#### WORK TO DO
Convert the stretch of the listing from the line containing "[point] at the ancient" through the end of the listing into a two-column CSV with the headers instruction and response. Give one row for each instruction, with its text and its answer each in a single quoted field and any line breaks replaced by spaces.

⁂

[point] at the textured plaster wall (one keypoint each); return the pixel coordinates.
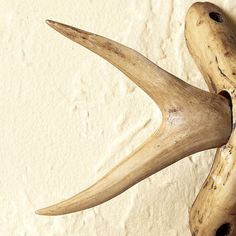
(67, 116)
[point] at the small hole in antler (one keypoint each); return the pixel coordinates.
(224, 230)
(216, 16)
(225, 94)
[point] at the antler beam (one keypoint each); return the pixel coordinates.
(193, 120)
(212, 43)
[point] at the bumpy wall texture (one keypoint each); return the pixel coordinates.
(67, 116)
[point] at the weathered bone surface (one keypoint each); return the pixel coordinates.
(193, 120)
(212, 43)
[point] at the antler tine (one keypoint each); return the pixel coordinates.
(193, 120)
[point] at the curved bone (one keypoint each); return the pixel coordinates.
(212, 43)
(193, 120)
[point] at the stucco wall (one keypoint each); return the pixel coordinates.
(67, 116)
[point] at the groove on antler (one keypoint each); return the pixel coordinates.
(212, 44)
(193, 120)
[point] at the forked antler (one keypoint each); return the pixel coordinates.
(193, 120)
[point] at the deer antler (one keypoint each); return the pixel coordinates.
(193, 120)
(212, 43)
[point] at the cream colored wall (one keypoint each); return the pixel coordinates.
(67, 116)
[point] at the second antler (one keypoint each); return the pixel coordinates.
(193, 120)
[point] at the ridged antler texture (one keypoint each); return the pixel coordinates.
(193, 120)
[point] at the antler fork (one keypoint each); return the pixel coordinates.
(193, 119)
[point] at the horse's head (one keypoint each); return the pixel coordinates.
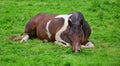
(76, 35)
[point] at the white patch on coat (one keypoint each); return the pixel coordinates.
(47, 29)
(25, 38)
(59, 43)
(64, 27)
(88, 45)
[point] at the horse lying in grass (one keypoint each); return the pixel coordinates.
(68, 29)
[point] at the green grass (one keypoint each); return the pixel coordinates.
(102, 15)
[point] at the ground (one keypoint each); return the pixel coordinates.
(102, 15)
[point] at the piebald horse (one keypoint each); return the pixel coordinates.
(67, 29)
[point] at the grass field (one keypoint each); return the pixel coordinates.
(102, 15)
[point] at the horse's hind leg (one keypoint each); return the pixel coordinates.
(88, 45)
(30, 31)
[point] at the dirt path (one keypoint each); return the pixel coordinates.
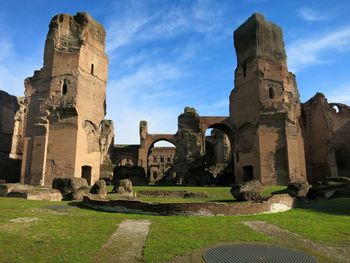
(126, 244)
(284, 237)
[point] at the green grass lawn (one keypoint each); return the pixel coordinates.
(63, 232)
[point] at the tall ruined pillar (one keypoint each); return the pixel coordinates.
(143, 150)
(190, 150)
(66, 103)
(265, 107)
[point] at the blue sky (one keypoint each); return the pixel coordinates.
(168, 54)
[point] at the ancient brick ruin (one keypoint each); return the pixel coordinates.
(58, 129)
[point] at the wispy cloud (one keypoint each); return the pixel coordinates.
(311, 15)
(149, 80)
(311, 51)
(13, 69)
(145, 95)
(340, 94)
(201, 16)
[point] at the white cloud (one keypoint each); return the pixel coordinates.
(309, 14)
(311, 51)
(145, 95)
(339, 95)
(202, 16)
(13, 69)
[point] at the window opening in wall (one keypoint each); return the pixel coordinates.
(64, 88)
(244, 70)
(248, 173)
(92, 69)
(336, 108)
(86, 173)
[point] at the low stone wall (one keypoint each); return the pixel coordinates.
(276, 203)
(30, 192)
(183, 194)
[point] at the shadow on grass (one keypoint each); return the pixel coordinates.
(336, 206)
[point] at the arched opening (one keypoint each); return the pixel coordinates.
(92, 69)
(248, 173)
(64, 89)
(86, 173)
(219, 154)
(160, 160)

⁂

#### SOLUTION FOR THIS EXERCISE
instruction,response
"[point] at the ancient brick ruin (one keypoint each); return the pixel coordinates.","(58, 129)"
"[point] at the wispy cloud (one keypoint each); return the pixel coordinates.","(311, 15) (149, 80) (311, 51) (13, 69) (145, 95) (340, 94) (201, 16)"
"[point] at the white cloud (one keypoint each); return the pixel coordinates.","(309, 14) (311, 51) (145, 95) (339, 95) (202, 16) (13, 69)"
"[point] at the window opening in wall (one keypoint each); return the pixel coordinates.","(64, 88) (244, 70) (248, 173) (92, 69) (336, 108) (86, 173)"
"[point] at the low stone wall (one keypoint each); return the pixel coordinates.","(276, 203) (30, 192) (183, 194)"
"[point] at the shadow on grass (one keypoint each); return the pixel coordinates.","(336, 206)"
"[point] at the arched opening (one keypoint each); return the pixel coordinates.","(92, 69) (248, 173) (64, 89) (86, 173) (219, 154) (160, 160)"